* EXERCISE *
Rewrite the lines from the one containing "Point to the small island" through the one containing "Target: small island in river", both included, as a numbered list, leaving out any blank lines.

* RECORDS SHOWN *
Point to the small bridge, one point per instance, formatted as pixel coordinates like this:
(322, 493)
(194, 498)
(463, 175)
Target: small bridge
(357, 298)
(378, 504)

...

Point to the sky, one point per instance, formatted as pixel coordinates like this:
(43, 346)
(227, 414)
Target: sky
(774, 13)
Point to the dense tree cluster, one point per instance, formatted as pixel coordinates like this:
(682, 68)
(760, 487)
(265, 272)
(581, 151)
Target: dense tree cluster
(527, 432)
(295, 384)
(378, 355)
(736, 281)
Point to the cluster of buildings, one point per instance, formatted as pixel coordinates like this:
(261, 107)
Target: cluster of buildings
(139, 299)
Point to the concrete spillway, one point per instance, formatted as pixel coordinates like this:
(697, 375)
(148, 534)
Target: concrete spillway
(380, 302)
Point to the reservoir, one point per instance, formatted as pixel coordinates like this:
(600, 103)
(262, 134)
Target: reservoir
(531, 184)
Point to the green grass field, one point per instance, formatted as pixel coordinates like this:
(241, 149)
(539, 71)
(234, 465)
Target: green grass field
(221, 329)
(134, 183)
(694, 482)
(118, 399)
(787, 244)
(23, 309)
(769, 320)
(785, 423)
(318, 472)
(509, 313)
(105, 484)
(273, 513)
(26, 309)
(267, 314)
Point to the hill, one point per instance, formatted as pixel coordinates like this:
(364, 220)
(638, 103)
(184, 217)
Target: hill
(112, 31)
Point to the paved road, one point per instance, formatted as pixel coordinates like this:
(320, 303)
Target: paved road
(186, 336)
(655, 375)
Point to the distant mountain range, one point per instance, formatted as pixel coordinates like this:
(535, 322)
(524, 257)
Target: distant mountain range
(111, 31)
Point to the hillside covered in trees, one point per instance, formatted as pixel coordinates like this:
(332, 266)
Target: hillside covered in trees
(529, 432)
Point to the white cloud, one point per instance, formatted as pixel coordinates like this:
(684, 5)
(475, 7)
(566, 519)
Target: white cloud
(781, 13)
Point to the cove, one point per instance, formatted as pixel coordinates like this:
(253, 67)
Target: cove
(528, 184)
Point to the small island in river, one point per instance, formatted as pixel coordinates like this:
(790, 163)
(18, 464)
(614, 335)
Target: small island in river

--

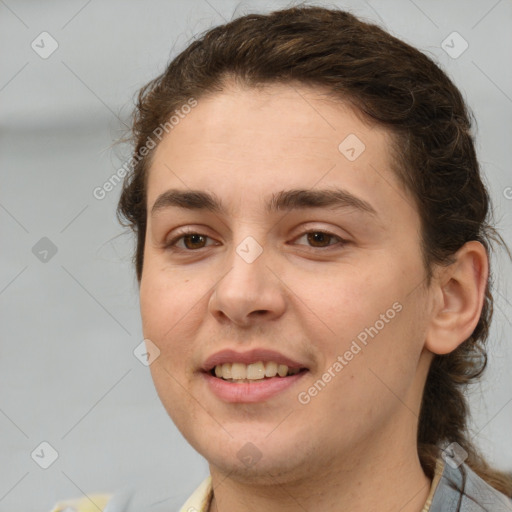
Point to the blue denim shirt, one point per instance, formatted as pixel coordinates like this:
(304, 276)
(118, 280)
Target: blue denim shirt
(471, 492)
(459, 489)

* EXERCISE SOLUTION *
1. Point to the small island in river, one point per instance, formatted as pixel coordinates like this:
2. (790, 163)
3. (18, 464)
4. (614, 335)
5. Target: small island in river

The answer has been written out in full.